Exercise description: Convert everything from the start of the entries below down to the line containing "point(441, 209)", including that line, into a numbered list. Leave out any blank lines.

(Excerpt from a dataset)
--------------------------------
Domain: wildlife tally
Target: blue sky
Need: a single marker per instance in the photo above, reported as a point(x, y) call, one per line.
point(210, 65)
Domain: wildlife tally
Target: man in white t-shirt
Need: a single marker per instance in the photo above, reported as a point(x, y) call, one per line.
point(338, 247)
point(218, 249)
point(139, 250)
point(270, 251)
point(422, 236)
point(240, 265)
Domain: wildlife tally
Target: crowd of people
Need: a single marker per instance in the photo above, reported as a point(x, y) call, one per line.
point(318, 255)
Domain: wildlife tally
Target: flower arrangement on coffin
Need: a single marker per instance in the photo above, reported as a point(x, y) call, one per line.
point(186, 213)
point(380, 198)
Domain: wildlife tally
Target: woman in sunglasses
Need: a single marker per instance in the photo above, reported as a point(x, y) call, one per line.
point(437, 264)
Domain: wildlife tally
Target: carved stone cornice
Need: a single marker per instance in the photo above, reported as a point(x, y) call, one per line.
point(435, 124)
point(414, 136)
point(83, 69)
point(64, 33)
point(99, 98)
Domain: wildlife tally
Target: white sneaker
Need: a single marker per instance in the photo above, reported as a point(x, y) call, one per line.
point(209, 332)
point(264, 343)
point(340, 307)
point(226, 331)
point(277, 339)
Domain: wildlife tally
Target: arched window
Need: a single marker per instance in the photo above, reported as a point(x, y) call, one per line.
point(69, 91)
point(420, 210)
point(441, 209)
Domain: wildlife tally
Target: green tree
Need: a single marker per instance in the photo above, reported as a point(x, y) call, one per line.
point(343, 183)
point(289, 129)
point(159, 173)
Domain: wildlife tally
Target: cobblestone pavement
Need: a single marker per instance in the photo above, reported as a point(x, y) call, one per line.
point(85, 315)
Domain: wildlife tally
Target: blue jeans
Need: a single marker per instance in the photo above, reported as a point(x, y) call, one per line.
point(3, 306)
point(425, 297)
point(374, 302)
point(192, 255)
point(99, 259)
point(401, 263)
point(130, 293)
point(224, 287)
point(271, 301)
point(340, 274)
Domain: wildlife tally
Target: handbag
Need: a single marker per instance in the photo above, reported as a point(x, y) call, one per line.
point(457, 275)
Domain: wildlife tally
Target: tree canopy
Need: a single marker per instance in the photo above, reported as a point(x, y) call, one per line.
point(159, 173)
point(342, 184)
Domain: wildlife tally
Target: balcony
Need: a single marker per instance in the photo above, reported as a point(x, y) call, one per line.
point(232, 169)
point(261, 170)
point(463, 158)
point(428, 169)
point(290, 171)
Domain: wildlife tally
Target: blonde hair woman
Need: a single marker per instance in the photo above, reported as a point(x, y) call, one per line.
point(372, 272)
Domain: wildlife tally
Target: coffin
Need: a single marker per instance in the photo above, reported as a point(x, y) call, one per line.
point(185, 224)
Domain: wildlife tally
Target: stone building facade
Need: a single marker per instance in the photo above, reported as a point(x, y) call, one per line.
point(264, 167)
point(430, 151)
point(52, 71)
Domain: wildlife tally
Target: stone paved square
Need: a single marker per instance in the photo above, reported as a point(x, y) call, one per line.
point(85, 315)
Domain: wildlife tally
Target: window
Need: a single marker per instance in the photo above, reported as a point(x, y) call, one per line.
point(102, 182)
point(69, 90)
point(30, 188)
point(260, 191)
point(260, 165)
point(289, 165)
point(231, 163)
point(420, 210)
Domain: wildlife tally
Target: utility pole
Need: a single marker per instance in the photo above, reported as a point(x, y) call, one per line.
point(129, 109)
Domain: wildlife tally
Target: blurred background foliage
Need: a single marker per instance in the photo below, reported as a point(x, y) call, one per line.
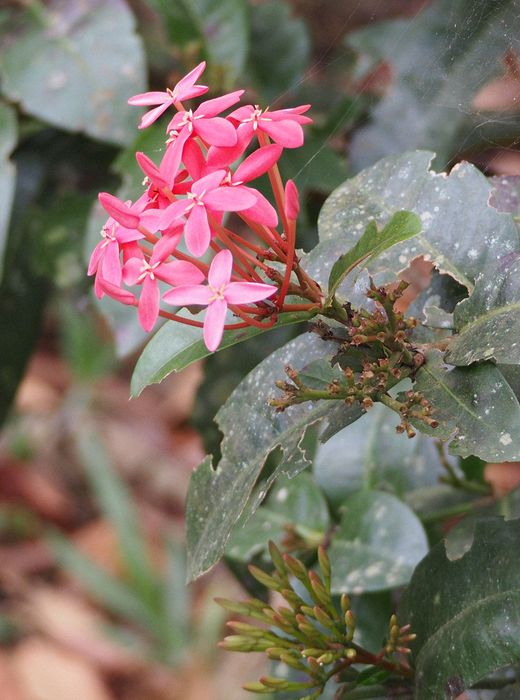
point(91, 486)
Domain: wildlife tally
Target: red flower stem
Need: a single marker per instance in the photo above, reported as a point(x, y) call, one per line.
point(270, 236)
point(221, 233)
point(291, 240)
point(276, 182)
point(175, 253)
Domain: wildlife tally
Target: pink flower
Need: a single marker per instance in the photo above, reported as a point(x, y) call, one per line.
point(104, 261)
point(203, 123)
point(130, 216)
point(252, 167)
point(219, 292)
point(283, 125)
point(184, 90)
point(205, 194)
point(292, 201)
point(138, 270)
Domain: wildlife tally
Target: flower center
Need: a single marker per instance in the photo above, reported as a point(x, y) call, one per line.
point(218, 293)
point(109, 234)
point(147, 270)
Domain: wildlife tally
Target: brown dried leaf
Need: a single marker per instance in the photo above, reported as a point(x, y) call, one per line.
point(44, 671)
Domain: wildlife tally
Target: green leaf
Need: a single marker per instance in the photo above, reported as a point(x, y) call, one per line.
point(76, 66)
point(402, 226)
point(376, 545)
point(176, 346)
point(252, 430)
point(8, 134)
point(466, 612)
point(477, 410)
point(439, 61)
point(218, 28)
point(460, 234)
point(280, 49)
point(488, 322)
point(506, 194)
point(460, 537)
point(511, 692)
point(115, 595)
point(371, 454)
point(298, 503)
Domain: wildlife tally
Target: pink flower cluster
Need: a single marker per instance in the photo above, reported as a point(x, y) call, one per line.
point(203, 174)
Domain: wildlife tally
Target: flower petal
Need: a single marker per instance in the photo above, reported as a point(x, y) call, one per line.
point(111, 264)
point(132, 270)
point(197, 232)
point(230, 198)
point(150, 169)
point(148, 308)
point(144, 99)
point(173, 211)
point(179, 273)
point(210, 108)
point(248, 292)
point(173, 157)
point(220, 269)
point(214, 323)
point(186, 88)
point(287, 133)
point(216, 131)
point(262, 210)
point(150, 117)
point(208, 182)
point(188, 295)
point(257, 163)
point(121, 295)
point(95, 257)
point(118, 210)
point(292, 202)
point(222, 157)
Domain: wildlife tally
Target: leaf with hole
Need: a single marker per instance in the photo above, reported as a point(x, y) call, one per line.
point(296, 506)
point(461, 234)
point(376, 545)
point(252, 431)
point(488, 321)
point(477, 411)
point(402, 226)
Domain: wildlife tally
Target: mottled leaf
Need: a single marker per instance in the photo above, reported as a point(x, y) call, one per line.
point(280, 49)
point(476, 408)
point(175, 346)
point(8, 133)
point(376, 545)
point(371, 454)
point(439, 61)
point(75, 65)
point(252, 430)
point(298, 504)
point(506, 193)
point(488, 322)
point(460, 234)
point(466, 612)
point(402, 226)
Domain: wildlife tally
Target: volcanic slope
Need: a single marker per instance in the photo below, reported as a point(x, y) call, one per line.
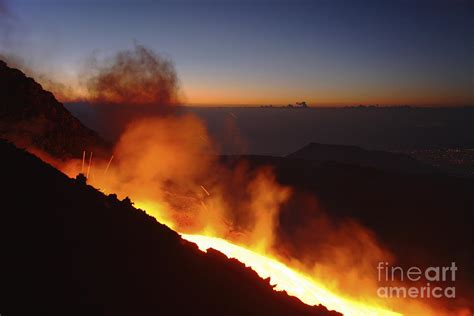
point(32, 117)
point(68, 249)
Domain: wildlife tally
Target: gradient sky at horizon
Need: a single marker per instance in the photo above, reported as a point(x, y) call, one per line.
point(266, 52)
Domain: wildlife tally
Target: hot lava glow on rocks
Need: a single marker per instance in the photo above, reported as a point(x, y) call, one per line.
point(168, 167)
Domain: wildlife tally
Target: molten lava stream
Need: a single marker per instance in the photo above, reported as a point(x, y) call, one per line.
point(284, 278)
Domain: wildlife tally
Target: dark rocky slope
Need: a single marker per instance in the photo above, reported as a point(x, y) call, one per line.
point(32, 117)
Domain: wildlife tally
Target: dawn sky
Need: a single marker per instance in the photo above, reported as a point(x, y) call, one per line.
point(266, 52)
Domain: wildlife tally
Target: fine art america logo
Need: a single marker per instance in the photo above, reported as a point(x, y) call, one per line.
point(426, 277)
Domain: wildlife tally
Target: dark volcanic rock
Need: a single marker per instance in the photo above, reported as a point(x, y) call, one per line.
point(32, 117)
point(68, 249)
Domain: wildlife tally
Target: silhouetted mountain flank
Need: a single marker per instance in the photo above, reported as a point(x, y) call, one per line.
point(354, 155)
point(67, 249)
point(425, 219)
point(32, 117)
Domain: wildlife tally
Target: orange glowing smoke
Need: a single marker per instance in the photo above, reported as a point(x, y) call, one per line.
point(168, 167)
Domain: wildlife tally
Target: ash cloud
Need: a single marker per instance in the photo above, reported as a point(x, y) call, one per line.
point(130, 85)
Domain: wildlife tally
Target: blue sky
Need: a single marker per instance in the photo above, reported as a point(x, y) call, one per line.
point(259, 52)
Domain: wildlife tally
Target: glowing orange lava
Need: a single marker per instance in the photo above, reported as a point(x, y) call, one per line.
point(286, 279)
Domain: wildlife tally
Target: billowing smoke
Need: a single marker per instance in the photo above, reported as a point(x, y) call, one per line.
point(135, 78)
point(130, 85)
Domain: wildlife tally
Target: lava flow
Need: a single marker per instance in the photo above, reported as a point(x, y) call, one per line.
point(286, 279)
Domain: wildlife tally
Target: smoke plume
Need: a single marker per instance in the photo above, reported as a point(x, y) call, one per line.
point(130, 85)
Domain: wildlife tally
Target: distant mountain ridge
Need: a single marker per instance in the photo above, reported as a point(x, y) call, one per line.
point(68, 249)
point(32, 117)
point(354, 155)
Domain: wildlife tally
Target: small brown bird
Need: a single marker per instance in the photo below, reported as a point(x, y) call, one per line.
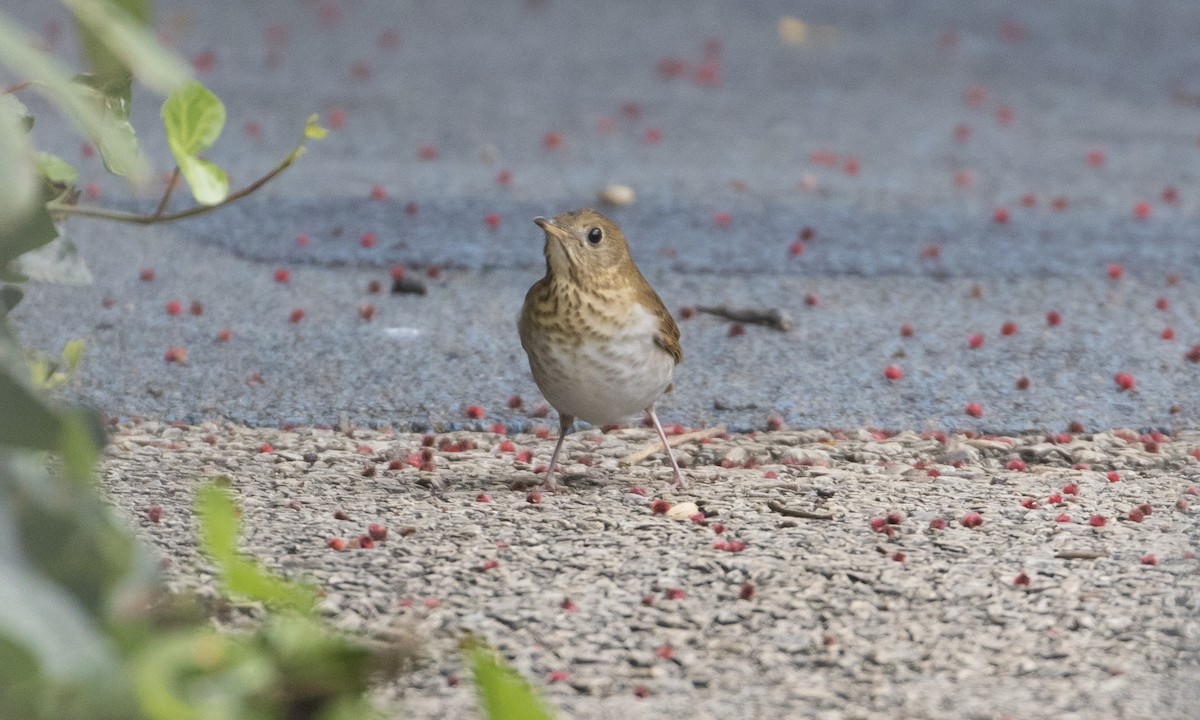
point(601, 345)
--------------------------------
Exercise solution:
1. Domain: wildlife tally
2. Target: blue sky
3. Need: a single marker per instance in the photo above, reported as a point(x, y) call, one per line.
4. point(210, 65)
5. Domain: wildlife tally
6. Target: man in white t-shirt
7. Need: a single marker per instance in the photo above, reported as a point(x, y) call, one per line.
8. point(338, 247)
9. point(218, 249)
10. point(139, 250)
11. point(270, 251)
12. point(422, 236)
13. point(240, 265)
14. Domain: wildlife tally
15. Target: crowd of people
16. Need: a single marker per instance in the photo above, reported as a point(x, y) call, one per line.
17. point(318, 255)
18. Domain: wildlife tally
19. Target: flower arrangement on coffin
20. Need: a single marker per instance in the photo above, reported as a point(x, y) call, one per line.
21. point(186, 213)
22. point(380, 198)
23. Domain: wildlife tally
24. Target: woman in sunglasses
25. Need: a single marker per instance in the photo above, reported as a point(x, y) call, one per line.
26. point(437, 264)
27. Domain: wildlife tally
28. Target: carved stone cornice
29. Need: a single marker per instance in the photo above, reported as a point(x, y) call, one per line.
30. point(435, 124)
31. point(414, 136)
32. point(83, 69)
33. point(64, 33)
34. point(99, 98)
35. Domain: wildlife tally
36. Target: white sneaker
37. Need: a single marker per instance in the photo above, reported as a point(x, y) call, one per line.
38. point(209, 332)
39. point(264, 343)
40. point(340, 307)
41. point(226, 331)
42. point(277, 339)
43. Domain: wildlife tally
44. Target: arched window
45. Need: a single marker per instance in the photo above, reported as a point(x, y) call, one per line.
46. point(69, 91)
47. point(420, 210)
48. point(441, 209)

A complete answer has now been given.